■ **READING TEXT**
* * *

# Timeshares near Charlottesville Va?



## Giselherr (Dec 28, 2010)

What timeshare would be closest to Charlottesville Va?


----------



## BarCol (Dec 28, 2010)

In the RCI system the 7 of so in the Massanuttan Resort.


----------



## kwelty (Dec 28, 2010)

The closest would be:
Shenandoah Crossing Townhomes
174 Horseshoe Circle
Gordonsville, VA 22942
Phone: 540-832-9400
The Google Timeshare map found on the TUG home page is a great tool for locating timeshares in the US. Just select the area at the top.  In this case, SouthEast USA
http://tug2.com/tsmaps/TimeshareMaps.html


----------



## pecan (Jan 5, 2011)

* * *

■ **DATA PROVIDED**

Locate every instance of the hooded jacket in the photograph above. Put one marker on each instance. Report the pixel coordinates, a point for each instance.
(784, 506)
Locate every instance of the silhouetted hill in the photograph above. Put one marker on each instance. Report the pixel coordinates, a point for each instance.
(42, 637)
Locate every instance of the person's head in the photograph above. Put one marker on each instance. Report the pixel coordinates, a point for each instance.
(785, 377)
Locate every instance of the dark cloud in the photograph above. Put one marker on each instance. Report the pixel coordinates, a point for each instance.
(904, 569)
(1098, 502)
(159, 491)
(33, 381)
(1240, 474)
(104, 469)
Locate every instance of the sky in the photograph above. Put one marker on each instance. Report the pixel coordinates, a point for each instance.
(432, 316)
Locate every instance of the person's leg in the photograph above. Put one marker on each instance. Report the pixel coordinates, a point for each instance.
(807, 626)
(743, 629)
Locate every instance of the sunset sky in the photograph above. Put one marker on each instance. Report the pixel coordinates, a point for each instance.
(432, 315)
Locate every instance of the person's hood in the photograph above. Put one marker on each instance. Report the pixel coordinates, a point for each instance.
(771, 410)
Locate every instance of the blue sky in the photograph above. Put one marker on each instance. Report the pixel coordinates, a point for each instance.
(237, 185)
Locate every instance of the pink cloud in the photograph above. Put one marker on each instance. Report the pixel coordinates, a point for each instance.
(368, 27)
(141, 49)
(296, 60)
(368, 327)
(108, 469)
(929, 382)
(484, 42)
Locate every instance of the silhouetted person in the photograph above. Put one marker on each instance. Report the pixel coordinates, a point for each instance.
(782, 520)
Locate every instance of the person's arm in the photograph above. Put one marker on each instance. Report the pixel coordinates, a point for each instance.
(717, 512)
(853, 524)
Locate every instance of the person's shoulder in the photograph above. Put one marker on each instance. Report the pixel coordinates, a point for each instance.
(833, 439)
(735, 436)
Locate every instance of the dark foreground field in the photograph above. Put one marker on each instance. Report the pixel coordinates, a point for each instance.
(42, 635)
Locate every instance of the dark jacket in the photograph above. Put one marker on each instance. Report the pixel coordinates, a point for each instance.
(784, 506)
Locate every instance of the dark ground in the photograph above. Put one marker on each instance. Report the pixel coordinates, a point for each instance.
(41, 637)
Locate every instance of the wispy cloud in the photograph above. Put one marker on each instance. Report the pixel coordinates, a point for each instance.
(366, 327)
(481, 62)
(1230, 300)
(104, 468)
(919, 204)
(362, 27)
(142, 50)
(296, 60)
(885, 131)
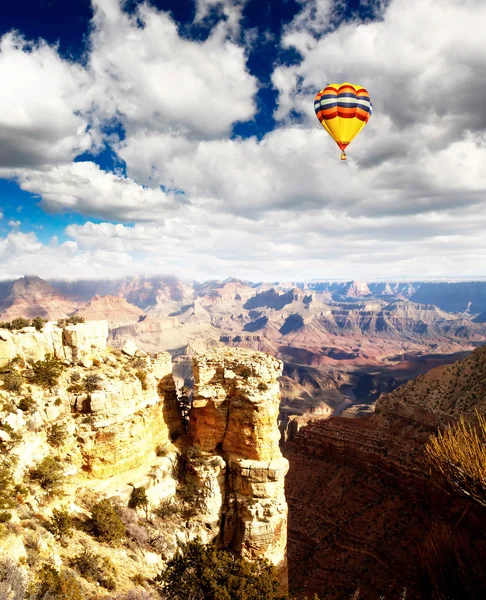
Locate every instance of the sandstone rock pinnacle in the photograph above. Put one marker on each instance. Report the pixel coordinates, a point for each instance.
(234, 415)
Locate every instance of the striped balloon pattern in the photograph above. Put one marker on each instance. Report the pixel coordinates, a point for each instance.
(343, 110)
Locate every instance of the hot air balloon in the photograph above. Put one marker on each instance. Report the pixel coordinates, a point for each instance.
(343, 110)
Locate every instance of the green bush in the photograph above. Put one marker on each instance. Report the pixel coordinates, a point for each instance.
(138, 499)
(161, 450)
(58, 585)
(38, 323)
(95, 568)
(205, 573)
(57, 435)
(13, 382)
(61, 523)
(48, 474)
(47, 372)
(91, 382)
(245, 373)
(20, 323)
(166, 509)
(105, 522)
(142, 376)
(26, 403)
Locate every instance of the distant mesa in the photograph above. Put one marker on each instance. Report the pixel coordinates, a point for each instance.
(292, 323)
(256, 325)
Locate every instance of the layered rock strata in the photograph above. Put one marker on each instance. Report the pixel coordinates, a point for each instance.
(119, 427)
(71, 343)
(362, 503)
(234, 415)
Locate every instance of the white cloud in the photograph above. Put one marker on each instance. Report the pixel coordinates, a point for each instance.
(151, 78)
(40, 102)
(85, 188)
(410, 201)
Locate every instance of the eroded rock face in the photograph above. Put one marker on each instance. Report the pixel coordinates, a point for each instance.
(74, 342)
(122, 428)
(234, 414)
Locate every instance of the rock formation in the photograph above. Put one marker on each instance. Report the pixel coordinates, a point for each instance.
(361, 500)
(234, 415)
(71, 343)
(119, 426)
(114, 309)
(32, 296)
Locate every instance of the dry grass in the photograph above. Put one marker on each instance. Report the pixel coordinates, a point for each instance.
(457, 457)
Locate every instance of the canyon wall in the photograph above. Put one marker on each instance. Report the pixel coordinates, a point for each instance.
(362, 503)
(123, 428)
(234, 415)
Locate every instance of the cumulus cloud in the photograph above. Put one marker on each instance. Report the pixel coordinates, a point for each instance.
(409, 202)
(150, 77)
(40, 105)
(83, 187)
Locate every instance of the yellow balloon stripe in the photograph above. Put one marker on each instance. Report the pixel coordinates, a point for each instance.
(343, 110)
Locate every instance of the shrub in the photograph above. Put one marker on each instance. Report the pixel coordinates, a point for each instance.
(13, 580)
(135, 594)
(48, 473)
(142, 376)
(106, 523)
(38, 323)
(58, 585)
(13, 382)
(26, 403)
(13, 365)
(57, 434)
(457, 458)
(6, 484)
(454, 563)
(20, 323)
(166, 509)
(47, 372)
(61, 523)
(245, 373)
(205, 573)
(138, 499)
(95, 568)
(161, 450)
(91, 382)
(139, 579)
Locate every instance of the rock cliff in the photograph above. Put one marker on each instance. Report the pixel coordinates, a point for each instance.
(362, 504)
(234, 415)
(112, 422)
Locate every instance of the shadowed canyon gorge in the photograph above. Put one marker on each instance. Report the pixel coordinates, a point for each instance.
(255, 461)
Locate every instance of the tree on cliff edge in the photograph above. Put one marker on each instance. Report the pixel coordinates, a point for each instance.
(199, 572)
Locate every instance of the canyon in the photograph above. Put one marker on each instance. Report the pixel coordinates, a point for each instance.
(342, 344)
(123, 430)
(363, 508)
(338, 505)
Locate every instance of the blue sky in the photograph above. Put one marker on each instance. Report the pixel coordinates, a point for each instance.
(179, 137)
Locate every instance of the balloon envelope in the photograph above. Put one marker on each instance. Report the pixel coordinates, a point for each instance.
(343, 110)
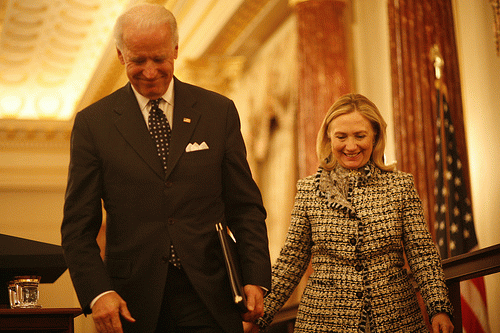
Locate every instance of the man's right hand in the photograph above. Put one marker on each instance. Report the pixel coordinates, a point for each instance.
(106, 313)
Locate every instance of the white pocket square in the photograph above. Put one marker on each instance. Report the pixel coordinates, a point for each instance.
(195, 146)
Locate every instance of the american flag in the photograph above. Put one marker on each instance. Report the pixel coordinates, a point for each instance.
(454, 226)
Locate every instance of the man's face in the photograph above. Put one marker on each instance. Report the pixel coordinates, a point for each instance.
(148, 56)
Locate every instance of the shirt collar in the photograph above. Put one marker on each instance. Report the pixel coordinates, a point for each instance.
(168, 96)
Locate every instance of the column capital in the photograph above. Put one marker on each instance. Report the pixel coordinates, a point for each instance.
(294, 3)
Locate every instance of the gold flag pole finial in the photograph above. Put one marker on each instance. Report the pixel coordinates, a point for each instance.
(438, 61)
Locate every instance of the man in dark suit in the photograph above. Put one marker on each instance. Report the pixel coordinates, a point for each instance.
(154, 210)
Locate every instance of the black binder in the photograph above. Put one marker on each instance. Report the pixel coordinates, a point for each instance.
(232, 265)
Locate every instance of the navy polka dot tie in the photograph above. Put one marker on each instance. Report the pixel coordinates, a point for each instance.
(159, 129)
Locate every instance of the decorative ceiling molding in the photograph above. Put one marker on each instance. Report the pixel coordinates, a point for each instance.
(57, 57)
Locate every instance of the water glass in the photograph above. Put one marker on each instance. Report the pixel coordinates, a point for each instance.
(27, 291)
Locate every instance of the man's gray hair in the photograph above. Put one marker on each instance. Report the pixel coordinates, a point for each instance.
(145, 16)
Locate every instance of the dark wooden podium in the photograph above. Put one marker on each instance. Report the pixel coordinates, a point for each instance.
(42, 320)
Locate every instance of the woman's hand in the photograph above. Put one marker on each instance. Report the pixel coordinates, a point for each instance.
(441, 323)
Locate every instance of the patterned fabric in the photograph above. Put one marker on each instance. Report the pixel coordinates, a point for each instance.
(159, 130)
(356, 227)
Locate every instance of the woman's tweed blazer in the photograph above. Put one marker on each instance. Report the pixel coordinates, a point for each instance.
(357, 248)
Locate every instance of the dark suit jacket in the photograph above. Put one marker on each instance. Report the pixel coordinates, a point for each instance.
(114, 161)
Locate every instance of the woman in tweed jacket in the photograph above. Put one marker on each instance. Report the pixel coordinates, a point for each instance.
(355, 219)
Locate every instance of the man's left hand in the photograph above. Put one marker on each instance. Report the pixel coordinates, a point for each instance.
(255, 303)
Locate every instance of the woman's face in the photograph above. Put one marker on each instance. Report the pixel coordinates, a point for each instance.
(353, 138)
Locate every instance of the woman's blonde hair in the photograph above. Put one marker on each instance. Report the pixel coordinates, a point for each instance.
(344, 105)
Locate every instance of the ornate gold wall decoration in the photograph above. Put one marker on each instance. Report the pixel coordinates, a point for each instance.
(496, 16)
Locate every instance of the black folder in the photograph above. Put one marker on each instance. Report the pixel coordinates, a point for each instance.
(232, 265)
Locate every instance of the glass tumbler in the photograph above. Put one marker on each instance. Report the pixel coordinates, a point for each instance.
(27, 291)
(14, 301)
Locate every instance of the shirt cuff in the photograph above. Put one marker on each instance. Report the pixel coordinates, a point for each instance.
(99, 296)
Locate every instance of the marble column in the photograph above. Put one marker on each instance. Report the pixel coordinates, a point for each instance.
(324, 69)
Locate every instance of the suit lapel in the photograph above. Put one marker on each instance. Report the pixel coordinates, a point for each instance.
(130, 123)
(185, 120)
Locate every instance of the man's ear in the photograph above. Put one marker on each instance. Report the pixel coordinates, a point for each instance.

* * *

■ **ACTIONS TO TAKE**
(1) Answer these questions using the forum thread on timeshares near Charlottesville:
(a) Which resort does BarCol name within the RCI system?
(b) What phone number is listed for Shenandoah Crossing Townhomes?
(c) Which area does kwelty say to pick at the top of the Google Timeshare map in this case?
(2) Please carry on the forum thread on timeshares near Charlottesville, writing the post that comes after its final line.

■ **ANSWERS TO THE EXERCISE**
(1)
(a) The Massanuttan Resort.
(b) 540-832-9400.
(c) SouthEast USA.

(2)
*Wintergreen*

Wintergreen Resort is not far (approx. 1 hour drive).  However, there are no timeshares at Wintergreen, but the resort does offer condo and house rentals directly and through individual owners.  Here's a link to a real estate agent's explanation of all things Wintergreen.

http://www.experiencewintergreen.com/BlogArchive/BA_RealEstate.htm 

Note that I do not know or recommend this agent.  A relative owns a condo at Wintergreen and I have visited often.  It's a great place on top of the mountain.  I ran across this page and thought it might be helpful to you.  

Beyond that, I know nothing about the agent.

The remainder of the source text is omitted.